§ Work to complete
Print every line of the rows below word for word, leaving out the pictures.

** Start of Dataset content **

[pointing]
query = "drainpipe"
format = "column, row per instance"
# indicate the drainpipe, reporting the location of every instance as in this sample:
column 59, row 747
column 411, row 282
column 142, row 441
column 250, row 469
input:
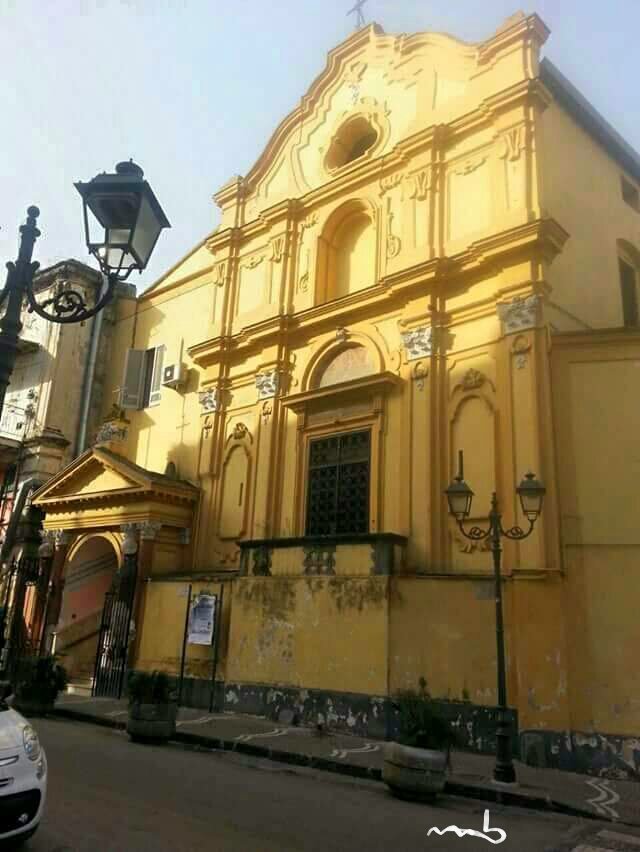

** End of Dataset content **

§ Task solution
[pointing]
query = "drainpipe"
format = "column, row per instance"
# indicate the drainpipe, reporting the location of every instance as in this sample:
column 59, row 747
column 411, row 282
column 142, row 441
column 250, row 469
input:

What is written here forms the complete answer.